Problem statement: Alter the entries running from the line that contains "man in navy" through the end of the entries, inclusive, by putting "widest part" wherever "thickest part" appears. Write out only those lines again with everything else unchanged.

(Object pointing dataset entries)

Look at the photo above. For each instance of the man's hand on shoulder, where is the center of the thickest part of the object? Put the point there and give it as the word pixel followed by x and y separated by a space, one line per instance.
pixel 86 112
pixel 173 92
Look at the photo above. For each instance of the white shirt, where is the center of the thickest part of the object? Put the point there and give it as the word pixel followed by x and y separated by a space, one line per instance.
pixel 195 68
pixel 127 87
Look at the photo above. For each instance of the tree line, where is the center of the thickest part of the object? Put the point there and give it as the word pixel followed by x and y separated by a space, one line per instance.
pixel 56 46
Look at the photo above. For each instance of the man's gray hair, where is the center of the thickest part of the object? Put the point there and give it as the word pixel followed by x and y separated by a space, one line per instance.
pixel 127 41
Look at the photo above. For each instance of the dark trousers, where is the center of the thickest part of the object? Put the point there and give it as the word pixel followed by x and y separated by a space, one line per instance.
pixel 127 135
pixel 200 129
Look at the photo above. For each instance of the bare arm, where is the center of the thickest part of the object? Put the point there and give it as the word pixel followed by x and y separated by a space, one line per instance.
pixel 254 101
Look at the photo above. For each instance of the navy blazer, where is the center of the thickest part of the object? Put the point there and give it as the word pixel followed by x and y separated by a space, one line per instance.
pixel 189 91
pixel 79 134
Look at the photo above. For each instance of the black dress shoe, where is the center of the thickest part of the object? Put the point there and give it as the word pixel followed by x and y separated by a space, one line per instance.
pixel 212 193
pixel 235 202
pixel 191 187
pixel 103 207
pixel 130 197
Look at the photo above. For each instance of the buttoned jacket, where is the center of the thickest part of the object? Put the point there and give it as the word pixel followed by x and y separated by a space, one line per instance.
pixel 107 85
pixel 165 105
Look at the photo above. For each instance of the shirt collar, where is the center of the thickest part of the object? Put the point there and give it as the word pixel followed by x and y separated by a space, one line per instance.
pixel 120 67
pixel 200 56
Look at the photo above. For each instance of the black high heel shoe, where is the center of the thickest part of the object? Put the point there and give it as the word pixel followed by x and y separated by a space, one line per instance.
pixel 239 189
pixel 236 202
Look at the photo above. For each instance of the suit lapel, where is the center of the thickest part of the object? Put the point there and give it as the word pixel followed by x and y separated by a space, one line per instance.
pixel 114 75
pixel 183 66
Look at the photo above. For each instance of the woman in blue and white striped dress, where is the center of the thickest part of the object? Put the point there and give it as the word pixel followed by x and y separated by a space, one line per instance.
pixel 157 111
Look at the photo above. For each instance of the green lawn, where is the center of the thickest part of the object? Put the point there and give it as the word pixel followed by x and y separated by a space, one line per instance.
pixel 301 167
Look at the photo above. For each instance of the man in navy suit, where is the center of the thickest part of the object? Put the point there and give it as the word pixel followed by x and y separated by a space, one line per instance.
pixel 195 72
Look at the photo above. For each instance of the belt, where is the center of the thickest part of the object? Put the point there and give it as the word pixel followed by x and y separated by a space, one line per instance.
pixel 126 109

Completed task:
Look at the photo above. For each instance of the man in navy suit, where is the center of the widest part of the object? Put the point there and give it as the word pixel followed by x and y separated by a space, one line per instance.
pixel 195 72
Look at the photo above. For each instance of the belt, where is the center of the widest part of the object? Put the point there and give it as the word pixel followed by x and y separated by a space, one line per instance.
pixel 126 109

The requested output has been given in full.